The Labour Act does not require employers to maintain disciplinary or grievance procedures. In practice, many employers have written disciplinary or grievance procedural requirements. However, these procedures must comply with the principles of natural justice, which require an employee to be notified of allegations or complaints made against him or her and to be given an opportunity to defend him or herself against such allegations. The hearing tribunal must also be impartial. Where the allegations are of a criminal nature, the same burden of proof applies as in criminal cases (ie, the allegation must be proved beyond reasonable doubt).
Unions and layoffs
Is your country (or a particular area) known to be heavily unionised?
In Nigeria, the sectors that are known to be heavily unionised are:
- the public sector;
- the oil and gas sector;
- the manufacturing sector;
- the educational sector; and
- the medical sector.
What are the rules on trade union recognition?
Under the Trade Unions Act employers must recognise registered trade unions if their employees choose to join such trade unions.
What are the rules on collective bargaining?
The members of a registered trade union must establish an electoral college to elect members to represent the trade union in negotiations with their employer. The terms of agreements reached between the employer and the trade union representatives are set out in a collective bargaining agreement, which thereafter forms part of, and will be read together with, the employment contracts of employees who are members of trade unions.
Are employers required to give notice of termination?
Yes, employers must give notice of the termination of employment, but an employer may elect to make a payment in lieu of the notice.
The statutory notice periods prescribed in Section 11 of the Labour Act are as follows:
- one day’s notice for contracts with a duration of three months or less;
- one week’s notice for contracts with a duration of more than three months but less than two years;
- two weeks' notice for contracts with a duration of two years or more but less than five years; and
- one month’s notice for contracts with a duration of five years or more.
The Labour Act applies only to workers. However, in practice employers use its provisions as a benchmark for determining the applicable notice periods for non-workers.
What are the rules that govern redundancy procedures?
Redundancies are governed by:
- the Labour Act;
- the decisions of the National Industrial Court of Nigeria (NICN);
- the contracts of the affected employees (which include the employees’ handbook); and
- the provisions of any collective bargaining agreement between an employer and the representatives of a trade union.
In the event of a redundancy, an employer must:
- inform the trade union or representatives of the employees of the reason for and extent of the anticipated redundancy;
- apply the principle of ‘last in, first out’ in determining the employees to be affected by the process; and
- negotiate redundancy payments of the affected employees.
Are there particular rules for collective redundancies/mass layoffs?
No specific rules apply to collective redundancy or mass layoff. In practice, employers usually notify employees of a proposed collective redundancy or mass layoff and, as far as practicable, apply the redundancy procedure set out above.
What protections do employees have on dismissal?
Employees may challenge their dismissal by instituting an action at the NICN.
Jurisdiction and procedure
Which tribunals or courts have jurisdiction to hear complaints?
By virtue of Section 254C of the Constitution and Section 7 of the National Industrial Court of Nigeria Act, the National Industrial Court of Nigeria (NICN) has exclusive original jurisdiction in civil cases and matters relating to labour, trade unions, industrial relations and employment.
What is the procedure and typical timescale?
Litigation in Nigeria tends to be protracted and it is difficult to predict with any degree of accuracy the length of time required to conclude a matter in court. In practice, depending on the nature of the claim, an action instituted at the NICN can be concluded within 12 to 18 months.
What is the route for appeals?
Appeals from the judgments of the NICN can only be made to the Court of Appeal.

[Explore the material]:
(1) According to the Nigerian employment law text, which court hears appeals from judgments of the National Industrial Court of Nigeria?
(2) Using the Nigerian employment law text, explain why an employer's written disciplinary or grievance procedure must inform an employee of allegations against them and allow a defense.

[Dataset]:

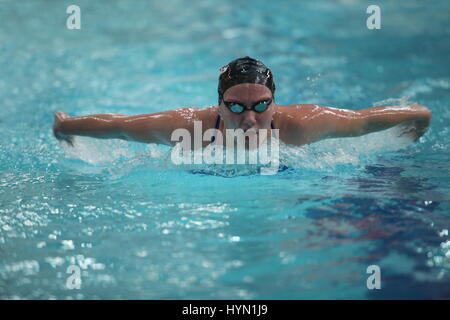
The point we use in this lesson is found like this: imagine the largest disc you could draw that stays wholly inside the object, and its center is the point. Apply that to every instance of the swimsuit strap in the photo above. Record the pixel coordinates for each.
(218, 125)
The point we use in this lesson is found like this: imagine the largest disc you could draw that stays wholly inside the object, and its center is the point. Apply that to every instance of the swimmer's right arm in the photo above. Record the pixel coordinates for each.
(146, 128)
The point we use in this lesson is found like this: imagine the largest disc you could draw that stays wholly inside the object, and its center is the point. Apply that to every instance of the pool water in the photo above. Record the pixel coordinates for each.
(138, 227)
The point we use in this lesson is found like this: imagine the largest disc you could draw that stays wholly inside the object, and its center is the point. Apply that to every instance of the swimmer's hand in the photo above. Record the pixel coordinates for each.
(414, 129)
(59, 118)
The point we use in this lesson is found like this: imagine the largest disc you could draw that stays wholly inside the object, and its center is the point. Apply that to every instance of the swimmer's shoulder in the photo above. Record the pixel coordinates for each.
(292, 120)
(295, 113)
(207, 116)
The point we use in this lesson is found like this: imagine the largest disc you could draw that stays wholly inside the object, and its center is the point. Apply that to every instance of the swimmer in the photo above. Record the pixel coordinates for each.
(247, 101)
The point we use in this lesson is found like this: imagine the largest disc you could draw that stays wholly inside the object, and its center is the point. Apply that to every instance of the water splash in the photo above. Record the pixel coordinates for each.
(119, 158)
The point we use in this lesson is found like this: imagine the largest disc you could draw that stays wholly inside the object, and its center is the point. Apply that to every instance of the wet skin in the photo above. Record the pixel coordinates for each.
(298, 124)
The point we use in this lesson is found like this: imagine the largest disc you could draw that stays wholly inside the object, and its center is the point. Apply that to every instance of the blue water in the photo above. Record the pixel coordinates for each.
(140, 228)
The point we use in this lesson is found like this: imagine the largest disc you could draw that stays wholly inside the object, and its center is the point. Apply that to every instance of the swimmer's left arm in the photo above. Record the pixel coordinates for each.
(325, 122)
(415, 119)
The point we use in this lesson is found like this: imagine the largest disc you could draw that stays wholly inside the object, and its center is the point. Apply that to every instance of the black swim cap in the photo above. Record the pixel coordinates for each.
(244, 70)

[Expected results]:
(1) The Court of Appeal.

(2) Such procedures must comply with the principles of natural justice. Those principles require that an employee be notified of allegations or complaints made against them and be given an opportunity to defend against those allegations.